## START
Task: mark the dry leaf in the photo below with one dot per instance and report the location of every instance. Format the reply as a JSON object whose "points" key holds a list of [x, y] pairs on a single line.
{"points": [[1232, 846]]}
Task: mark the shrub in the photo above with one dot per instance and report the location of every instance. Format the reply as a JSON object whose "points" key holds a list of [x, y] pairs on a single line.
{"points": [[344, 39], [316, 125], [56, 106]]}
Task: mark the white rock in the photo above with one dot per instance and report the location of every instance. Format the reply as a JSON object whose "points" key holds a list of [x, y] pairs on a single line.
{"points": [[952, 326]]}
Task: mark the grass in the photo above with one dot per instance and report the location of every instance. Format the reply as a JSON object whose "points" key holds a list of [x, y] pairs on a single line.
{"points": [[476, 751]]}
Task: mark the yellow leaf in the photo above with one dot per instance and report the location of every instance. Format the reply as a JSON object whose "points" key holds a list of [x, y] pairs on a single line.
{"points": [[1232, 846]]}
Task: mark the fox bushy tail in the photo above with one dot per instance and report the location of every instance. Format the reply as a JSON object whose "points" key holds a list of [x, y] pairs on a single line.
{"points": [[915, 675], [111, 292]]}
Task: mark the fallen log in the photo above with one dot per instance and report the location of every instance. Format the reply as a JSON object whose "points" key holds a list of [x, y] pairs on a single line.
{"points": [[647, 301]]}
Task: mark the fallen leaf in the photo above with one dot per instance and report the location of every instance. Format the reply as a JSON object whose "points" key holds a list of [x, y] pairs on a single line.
## END
# Aim
List every line of the data above as a numbered list, leaving out any blank lines.

# Exercise output
1. Task: mark the dry leaf in the photo below with one dot per instance and report the location of every instance. Format the reply as a JSON object whose "points" key holds a list of [x, y] pairs on a single line.
2. {"points": [[1232, 846]]}
3. Task: mark the shrub in the photo above with one dot per instance and report the location of every instance. Format the reply as a JSON object whose "points" key holds a list of [x, y] pairs on a single line.
4. {"points": [[344, 39], [316, 125], [56, 106]]}
5. Task: mark the white rock in the photo above with one dot per instance and report the location of every instance. Format the reply as a JSON object whose "points" key holds a list of [x, y] pairs on a single line.
6. {"points": [[952, 326]]}
7. Task: mark the grass in the photo above with one dot per instance and report the location of every instance. Format the reply as a JSON object whose "points" key holds a list of [x, y] pairs on a single line.
8. {"points": [[476, 751]]}
9. Task: mark the yellow leaf in the photo above with one dot per instance and report the location of every instance. Format the reply as a JSON object whose "points" key holds a list of [x, y] pairs on a single line.
10. {"points": [[1232, 846]]}
11. Task: mark the fox bushy tail in the photo above with one dot per instance and report the location of every instance. Format the reply as a JSON object whose "points" key holds a list of [x, y] pairs on a single line.
12. {"points": [[915, 675], [111, 292]]}
13. Task: mark the fallen log in the photo above with one dot per instance and report the location of every instance. Format the reply as a JSON object whose "points" key holds a list of [x, y] pairs on a single line.
14. {"points": [[647, 301]]}
15. Task: mark the fallen leaf in the photo above with one dot per instance and report the location of every instance. Format the reply as a JSON object whose "points" key holds a list of [x, y] pairs on a single line.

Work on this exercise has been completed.